(Labeled area outline items)
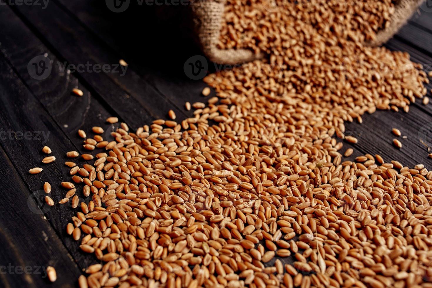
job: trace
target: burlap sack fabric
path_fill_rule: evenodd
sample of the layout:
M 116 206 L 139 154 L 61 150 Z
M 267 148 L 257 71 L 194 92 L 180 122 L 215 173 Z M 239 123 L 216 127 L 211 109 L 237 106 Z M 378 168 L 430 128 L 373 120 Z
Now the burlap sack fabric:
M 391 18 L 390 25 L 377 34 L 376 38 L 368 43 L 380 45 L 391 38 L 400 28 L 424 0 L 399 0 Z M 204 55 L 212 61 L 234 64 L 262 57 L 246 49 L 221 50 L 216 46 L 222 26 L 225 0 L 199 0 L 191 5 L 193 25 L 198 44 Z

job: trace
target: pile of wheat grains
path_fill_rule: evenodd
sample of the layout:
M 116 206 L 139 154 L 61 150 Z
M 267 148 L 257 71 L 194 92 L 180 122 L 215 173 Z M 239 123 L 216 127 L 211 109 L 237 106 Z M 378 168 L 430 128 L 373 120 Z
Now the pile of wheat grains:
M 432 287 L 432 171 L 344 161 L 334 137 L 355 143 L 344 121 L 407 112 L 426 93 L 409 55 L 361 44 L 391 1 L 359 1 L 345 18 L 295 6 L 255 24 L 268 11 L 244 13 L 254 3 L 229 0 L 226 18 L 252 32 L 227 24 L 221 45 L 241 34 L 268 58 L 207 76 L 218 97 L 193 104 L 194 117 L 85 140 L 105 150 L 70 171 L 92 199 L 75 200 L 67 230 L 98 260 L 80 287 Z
==
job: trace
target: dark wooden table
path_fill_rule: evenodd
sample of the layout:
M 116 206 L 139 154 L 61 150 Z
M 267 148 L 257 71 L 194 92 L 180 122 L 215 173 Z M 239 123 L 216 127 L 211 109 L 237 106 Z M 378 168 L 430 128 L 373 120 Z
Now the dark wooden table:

■ **Aim of the exercise**: Pull out each line of the records that contains the word "grains" and copy it in full.

■ **Correct result**:
target: pile of wheat grains
Now the pile of wheat grains:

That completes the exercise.